* Stated task
Please quote only the lines that start at the one with "If you could spot the alpine" and go on to the last line of the data, both ends kept.

* Provided entries
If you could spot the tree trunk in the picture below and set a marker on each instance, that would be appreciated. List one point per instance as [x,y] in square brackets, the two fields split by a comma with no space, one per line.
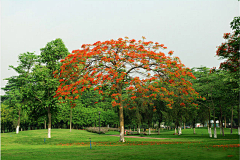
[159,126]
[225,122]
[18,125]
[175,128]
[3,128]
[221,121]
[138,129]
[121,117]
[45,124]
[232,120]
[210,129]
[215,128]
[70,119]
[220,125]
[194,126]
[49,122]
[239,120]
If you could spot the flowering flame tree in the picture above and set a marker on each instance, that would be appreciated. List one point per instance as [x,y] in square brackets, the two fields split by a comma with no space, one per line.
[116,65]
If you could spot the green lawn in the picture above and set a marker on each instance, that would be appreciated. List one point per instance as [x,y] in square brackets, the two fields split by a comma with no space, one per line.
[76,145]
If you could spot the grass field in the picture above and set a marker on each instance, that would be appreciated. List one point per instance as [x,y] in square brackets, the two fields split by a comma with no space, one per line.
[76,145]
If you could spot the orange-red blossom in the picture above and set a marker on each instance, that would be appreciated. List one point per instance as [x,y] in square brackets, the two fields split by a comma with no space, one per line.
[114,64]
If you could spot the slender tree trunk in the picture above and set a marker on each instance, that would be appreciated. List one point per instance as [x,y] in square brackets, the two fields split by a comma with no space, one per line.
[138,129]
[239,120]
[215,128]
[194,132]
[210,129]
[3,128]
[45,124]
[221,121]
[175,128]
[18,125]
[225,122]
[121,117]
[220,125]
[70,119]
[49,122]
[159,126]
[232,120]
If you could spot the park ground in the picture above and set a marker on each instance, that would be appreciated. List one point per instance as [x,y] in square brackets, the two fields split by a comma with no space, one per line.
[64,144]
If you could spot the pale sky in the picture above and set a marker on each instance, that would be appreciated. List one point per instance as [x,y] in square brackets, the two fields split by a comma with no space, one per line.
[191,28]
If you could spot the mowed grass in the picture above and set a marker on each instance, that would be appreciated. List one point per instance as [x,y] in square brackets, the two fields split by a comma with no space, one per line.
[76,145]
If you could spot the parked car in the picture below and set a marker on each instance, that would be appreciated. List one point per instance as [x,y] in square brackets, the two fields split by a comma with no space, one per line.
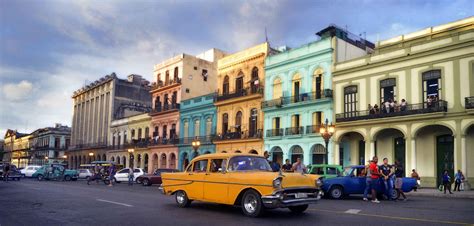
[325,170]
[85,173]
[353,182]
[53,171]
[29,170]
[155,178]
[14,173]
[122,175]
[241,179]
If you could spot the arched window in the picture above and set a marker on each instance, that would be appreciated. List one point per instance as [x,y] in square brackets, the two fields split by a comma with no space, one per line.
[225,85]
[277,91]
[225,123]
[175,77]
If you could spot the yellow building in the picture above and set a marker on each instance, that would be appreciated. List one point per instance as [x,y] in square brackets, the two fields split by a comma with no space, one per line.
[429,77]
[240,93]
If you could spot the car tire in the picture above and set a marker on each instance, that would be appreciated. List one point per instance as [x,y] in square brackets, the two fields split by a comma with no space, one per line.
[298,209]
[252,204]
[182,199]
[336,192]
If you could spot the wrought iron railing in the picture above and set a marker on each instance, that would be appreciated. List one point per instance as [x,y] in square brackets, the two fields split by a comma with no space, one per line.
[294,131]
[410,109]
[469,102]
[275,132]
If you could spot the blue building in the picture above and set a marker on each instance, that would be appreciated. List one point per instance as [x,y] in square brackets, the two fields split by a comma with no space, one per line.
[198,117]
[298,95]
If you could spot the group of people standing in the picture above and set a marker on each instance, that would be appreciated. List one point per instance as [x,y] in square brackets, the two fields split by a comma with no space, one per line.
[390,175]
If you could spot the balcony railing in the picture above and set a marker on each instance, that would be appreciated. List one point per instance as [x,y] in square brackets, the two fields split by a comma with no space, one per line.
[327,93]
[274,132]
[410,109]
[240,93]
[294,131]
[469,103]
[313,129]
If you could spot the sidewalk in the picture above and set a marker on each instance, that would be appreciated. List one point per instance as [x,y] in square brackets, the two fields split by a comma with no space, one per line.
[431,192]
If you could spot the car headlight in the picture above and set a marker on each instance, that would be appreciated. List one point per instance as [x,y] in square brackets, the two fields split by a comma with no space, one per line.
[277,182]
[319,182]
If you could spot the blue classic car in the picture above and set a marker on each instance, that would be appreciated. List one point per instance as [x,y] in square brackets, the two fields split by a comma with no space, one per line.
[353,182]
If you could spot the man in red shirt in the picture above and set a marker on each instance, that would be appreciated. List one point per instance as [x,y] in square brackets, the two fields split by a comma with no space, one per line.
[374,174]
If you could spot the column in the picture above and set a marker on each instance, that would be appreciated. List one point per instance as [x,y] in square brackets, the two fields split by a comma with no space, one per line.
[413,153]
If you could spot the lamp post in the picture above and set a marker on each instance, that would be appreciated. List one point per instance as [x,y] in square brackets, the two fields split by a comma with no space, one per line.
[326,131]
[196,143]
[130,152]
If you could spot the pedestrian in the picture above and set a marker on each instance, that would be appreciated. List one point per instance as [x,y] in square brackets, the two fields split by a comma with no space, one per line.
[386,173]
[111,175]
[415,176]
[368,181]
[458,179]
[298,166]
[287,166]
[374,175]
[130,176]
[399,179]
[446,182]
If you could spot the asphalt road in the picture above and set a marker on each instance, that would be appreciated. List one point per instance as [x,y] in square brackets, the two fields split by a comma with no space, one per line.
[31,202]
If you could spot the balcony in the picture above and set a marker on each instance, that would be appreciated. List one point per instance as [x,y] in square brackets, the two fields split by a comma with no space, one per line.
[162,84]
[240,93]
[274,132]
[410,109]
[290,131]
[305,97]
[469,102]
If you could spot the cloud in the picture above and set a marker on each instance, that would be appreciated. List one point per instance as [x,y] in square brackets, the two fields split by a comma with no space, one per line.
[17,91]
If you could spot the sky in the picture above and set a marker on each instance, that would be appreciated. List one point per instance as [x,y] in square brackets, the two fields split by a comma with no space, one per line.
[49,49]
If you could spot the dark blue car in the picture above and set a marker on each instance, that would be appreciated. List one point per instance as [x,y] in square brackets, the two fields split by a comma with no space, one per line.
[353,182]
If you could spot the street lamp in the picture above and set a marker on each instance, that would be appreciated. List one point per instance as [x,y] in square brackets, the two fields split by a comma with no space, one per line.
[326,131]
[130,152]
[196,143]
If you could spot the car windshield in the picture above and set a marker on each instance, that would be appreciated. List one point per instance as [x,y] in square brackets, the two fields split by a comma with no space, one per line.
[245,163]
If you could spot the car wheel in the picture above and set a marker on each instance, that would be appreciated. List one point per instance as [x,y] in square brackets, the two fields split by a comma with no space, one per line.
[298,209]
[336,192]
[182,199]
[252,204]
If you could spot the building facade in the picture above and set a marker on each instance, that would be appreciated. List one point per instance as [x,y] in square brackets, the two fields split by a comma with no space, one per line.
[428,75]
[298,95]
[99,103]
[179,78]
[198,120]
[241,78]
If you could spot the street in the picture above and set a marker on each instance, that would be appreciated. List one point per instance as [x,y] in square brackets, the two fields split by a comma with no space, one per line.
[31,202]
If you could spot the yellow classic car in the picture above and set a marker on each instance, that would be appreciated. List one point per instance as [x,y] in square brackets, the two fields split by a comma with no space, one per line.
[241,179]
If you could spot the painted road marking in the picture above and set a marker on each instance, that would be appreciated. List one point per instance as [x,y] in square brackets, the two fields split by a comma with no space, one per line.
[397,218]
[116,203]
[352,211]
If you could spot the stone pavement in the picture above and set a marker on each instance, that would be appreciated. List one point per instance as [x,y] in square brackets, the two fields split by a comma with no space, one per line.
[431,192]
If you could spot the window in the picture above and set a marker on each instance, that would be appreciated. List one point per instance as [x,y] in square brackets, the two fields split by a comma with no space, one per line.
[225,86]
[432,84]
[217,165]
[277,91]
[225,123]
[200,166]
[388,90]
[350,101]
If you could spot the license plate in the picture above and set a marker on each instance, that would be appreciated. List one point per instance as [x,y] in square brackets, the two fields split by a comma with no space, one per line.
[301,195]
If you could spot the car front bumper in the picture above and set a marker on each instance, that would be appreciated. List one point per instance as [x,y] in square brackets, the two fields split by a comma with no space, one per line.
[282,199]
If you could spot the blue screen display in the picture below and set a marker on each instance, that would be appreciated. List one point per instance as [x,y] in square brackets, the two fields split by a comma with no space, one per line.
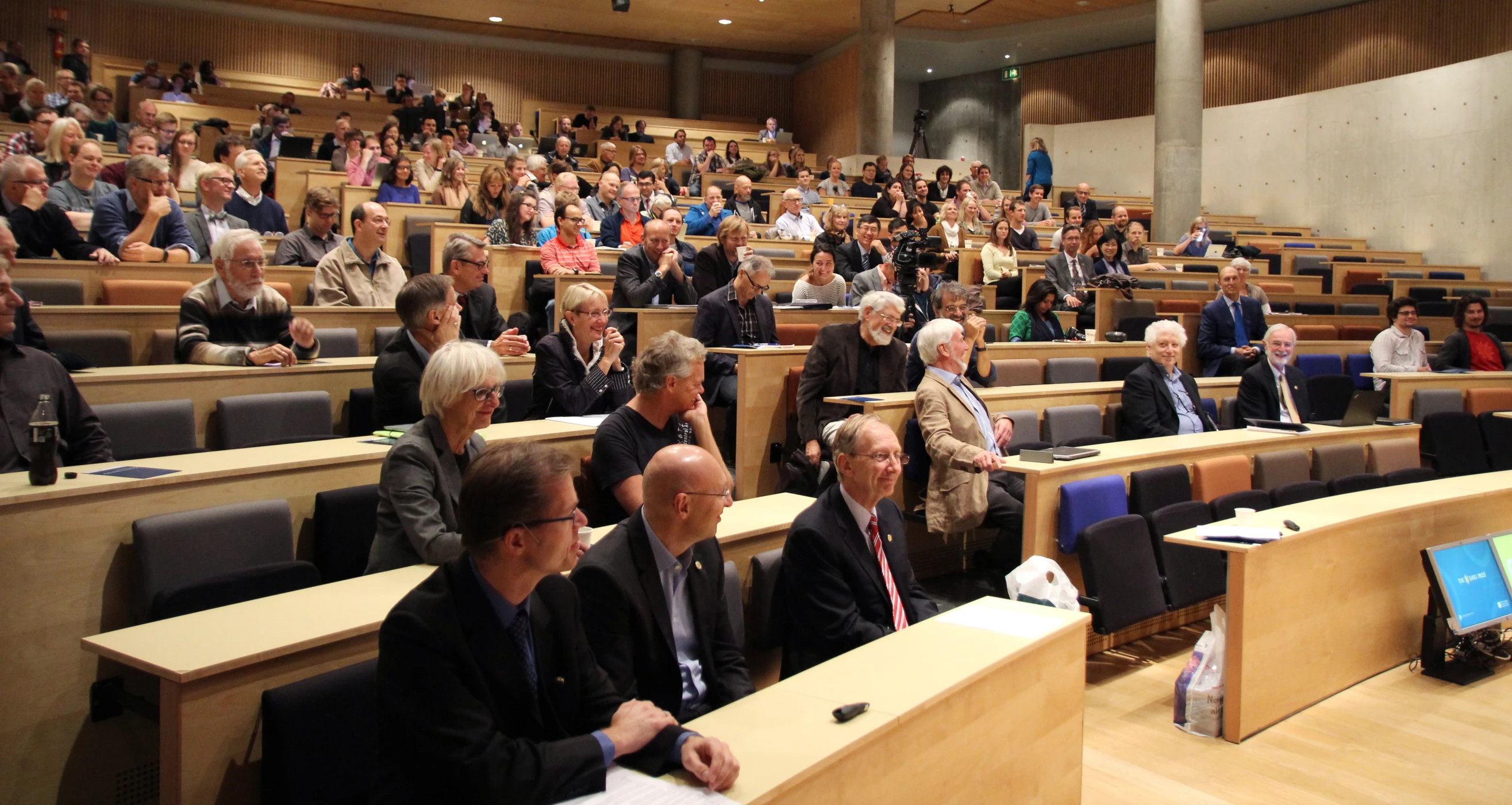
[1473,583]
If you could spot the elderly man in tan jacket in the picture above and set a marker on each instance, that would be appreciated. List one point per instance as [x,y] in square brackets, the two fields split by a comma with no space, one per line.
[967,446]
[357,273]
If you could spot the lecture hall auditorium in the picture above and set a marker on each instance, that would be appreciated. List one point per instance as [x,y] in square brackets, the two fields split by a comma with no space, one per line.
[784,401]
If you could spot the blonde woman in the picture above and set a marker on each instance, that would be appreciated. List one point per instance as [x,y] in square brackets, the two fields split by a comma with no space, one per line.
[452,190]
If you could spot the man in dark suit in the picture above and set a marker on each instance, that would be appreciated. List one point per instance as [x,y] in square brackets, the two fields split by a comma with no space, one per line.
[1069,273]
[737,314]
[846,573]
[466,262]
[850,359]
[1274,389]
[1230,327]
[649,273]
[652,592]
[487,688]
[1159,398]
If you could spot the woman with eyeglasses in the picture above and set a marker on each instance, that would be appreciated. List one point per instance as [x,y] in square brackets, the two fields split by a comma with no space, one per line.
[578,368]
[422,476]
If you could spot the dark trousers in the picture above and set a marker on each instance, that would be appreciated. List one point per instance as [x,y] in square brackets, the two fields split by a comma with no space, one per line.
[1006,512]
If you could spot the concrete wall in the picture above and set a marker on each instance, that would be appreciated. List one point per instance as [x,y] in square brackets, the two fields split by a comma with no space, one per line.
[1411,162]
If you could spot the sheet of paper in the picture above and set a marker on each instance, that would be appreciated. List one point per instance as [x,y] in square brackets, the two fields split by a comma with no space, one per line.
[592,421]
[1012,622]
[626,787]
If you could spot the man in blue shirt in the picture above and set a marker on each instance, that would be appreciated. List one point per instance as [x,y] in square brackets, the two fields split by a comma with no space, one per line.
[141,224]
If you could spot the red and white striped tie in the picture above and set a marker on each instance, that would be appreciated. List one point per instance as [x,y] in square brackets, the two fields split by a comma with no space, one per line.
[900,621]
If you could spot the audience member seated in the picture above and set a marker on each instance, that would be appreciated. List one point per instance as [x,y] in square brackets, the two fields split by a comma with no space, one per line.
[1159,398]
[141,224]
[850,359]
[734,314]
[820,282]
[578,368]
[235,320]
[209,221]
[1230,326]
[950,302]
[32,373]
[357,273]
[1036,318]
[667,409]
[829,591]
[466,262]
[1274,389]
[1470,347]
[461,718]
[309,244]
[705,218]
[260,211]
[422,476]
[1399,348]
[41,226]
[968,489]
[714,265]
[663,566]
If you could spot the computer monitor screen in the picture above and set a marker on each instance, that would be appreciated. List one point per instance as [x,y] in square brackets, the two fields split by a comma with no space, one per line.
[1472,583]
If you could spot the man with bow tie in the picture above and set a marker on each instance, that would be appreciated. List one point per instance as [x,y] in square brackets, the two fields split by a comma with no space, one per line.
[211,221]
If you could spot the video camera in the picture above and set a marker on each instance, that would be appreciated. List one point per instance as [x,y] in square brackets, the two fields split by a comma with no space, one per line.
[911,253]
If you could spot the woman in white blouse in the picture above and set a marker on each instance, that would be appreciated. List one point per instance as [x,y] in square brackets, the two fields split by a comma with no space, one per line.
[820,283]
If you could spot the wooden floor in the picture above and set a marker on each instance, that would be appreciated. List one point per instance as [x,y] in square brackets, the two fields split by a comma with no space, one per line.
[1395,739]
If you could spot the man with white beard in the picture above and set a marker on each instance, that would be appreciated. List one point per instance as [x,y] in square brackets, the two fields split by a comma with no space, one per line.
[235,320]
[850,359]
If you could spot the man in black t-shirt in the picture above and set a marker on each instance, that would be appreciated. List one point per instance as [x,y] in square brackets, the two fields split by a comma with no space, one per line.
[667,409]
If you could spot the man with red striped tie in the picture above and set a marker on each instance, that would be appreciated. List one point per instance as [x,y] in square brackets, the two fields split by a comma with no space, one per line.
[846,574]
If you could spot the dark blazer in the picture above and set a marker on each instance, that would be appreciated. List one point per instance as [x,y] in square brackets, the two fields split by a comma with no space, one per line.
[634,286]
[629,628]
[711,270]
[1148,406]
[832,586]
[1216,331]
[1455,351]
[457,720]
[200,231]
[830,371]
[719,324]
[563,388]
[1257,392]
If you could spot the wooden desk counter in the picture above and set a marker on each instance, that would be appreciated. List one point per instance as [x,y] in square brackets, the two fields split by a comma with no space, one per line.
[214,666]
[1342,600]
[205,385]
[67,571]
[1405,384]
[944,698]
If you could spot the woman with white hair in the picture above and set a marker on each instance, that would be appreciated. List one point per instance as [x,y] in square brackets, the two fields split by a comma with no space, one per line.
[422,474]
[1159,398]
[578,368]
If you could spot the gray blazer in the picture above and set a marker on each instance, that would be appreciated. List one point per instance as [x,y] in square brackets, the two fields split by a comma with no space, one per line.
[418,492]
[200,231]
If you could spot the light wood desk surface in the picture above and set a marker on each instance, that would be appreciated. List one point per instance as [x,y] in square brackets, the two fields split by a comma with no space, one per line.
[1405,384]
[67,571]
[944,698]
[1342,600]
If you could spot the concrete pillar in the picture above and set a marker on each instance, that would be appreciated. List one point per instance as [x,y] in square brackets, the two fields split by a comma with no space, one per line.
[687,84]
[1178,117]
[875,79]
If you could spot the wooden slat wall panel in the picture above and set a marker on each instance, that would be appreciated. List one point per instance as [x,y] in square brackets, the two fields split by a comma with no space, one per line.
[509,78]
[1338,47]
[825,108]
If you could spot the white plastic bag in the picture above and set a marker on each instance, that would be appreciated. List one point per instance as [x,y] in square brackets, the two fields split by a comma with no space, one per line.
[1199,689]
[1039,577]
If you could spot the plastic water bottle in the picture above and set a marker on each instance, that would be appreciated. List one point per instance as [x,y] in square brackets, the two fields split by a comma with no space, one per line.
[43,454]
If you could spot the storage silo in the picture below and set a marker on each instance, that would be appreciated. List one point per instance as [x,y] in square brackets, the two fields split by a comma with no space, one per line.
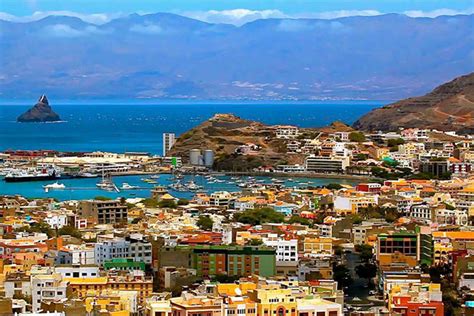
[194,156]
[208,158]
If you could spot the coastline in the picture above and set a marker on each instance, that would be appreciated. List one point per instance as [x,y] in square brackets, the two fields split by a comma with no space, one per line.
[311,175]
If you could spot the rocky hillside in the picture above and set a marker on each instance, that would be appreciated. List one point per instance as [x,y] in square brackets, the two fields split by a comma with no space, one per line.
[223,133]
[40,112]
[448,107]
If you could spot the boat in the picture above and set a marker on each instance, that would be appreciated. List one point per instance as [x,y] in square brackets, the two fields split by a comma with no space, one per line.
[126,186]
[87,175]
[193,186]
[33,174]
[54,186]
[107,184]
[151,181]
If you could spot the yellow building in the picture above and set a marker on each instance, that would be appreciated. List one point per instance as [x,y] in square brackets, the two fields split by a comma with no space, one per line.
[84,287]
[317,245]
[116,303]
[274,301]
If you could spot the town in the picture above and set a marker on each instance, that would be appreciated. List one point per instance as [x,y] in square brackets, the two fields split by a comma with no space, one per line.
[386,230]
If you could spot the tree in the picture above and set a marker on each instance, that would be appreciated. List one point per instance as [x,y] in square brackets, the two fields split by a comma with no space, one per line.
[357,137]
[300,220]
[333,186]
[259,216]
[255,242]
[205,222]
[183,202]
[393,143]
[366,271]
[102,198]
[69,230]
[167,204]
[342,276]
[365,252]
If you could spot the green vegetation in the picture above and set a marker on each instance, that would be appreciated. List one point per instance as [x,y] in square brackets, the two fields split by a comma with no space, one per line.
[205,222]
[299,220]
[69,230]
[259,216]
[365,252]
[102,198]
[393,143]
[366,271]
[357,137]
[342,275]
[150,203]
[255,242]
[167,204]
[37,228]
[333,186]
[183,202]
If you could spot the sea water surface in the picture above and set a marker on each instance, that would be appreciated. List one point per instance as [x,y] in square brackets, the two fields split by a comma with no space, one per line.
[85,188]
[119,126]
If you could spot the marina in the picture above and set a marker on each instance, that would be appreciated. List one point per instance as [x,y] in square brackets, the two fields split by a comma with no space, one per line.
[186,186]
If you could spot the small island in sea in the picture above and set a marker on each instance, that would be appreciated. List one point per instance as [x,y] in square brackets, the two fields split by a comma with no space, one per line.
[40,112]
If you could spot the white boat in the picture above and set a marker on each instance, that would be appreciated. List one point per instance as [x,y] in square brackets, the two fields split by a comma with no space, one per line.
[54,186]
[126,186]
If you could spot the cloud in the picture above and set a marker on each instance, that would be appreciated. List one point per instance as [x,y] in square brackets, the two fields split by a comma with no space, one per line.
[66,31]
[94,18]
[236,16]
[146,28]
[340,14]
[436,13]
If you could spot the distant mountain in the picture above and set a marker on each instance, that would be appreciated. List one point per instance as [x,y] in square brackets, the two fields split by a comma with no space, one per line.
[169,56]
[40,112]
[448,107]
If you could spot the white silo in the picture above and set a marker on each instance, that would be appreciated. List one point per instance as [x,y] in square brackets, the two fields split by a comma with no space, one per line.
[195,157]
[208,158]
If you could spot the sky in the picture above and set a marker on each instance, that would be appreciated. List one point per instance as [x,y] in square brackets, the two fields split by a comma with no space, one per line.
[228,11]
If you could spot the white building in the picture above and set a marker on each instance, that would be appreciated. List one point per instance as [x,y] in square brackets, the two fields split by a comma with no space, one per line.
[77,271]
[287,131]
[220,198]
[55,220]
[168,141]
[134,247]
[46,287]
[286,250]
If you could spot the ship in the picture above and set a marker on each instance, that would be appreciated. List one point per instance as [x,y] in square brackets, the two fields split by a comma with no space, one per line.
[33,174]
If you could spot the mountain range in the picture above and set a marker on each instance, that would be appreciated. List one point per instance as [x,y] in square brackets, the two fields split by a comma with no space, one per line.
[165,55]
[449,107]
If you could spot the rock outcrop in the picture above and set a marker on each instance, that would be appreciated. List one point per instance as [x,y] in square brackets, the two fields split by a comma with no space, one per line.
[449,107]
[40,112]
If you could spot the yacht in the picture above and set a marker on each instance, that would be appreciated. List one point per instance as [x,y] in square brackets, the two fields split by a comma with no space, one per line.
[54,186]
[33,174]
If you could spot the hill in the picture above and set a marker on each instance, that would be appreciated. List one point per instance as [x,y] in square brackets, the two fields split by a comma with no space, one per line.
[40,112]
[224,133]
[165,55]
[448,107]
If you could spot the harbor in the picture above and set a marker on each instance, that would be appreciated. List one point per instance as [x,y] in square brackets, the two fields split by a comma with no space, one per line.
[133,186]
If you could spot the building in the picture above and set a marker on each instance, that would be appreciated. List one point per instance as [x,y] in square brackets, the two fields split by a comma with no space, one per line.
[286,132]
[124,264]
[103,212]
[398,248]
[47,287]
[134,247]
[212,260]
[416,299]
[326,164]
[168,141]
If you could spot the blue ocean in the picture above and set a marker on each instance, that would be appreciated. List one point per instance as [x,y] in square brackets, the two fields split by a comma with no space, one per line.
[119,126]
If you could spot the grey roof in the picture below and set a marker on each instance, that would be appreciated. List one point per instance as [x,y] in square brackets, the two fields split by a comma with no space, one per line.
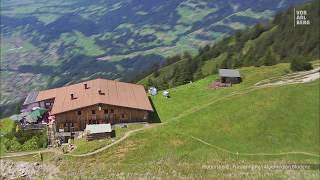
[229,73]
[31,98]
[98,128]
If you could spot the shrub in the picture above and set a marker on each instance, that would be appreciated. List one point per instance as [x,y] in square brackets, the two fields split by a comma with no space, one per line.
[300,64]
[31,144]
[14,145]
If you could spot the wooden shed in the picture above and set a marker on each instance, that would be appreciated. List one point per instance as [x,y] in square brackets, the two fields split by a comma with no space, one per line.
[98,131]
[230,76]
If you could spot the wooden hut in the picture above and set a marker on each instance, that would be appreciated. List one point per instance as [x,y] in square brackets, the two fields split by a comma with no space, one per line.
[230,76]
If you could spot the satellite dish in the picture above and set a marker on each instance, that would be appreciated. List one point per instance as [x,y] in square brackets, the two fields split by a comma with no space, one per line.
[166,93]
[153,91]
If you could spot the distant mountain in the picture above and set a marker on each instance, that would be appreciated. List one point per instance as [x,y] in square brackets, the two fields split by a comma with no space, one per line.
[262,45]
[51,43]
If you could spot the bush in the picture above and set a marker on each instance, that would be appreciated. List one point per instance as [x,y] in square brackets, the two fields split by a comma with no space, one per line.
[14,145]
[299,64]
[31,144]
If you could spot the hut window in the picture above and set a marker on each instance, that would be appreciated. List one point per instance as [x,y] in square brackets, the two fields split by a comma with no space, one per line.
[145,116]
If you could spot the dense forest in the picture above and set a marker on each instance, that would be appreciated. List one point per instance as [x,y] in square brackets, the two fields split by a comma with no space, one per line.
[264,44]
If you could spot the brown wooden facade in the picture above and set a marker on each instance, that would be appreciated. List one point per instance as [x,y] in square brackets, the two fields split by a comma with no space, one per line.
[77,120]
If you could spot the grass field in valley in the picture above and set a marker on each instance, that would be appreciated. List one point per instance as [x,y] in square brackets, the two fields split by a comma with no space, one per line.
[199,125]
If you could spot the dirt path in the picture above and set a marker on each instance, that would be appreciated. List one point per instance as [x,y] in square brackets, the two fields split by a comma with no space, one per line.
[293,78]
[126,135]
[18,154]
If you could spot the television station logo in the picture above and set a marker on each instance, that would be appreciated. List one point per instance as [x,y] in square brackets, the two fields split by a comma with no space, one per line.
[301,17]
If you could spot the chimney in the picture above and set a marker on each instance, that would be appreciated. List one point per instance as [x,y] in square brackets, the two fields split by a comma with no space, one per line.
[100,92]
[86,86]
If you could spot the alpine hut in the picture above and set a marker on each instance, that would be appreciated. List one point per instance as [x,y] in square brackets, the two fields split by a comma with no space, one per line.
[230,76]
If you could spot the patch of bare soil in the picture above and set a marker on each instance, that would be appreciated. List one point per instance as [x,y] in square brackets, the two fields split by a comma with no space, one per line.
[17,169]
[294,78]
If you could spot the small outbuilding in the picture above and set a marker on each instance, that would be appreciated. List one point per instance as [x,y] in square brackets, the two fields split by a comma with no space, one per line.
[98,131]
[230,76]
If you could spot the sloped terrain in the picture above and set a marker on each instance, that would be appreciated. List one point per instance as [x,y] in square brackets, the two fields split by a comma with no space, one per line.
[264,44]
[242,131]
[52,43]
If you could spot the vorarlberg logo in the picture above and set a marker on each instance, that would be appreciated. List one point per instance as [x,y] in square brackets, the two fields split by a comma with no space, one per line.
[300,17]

* Answer to this problem
If you could spot the alpine hut in the picture above and set a marker on each instance, that would be appreciated. List one point per instance as [x,y] in square brackets, the two fields split by a comma with no space, one per line.
[230,76]
If you could spot the patch of bare soil in the picture above and set a marker on each instance, that would be appreciated. List one point per instance as [x,y] in square brackets, the two fields split by a comma with no space, one per line.
[17,169]
[294,78]
If you could spot the small outbuilding in the picture above and set a marker on each instance, that would be appreciated. List one point per instance as [x,y] in square brackets, the two fields split by a comma with no space, one per line.
[98,131]
[230,76]
If you could spot the sloped terrain in the picture above and set a marker on each instance, that would be appreciated. List one point per instance as [x,y] in square brackets, the two fields split by a comma with no space, one per line.
[264,44]
[242,131]
[52,43]
If you could spot the vorarlberg logo in the picture above and set a marker on each instance, that would be appreciated. List one point per instance as [x,y] in square brackets, the two fields split by a comma with no space, one per line.
[300,17]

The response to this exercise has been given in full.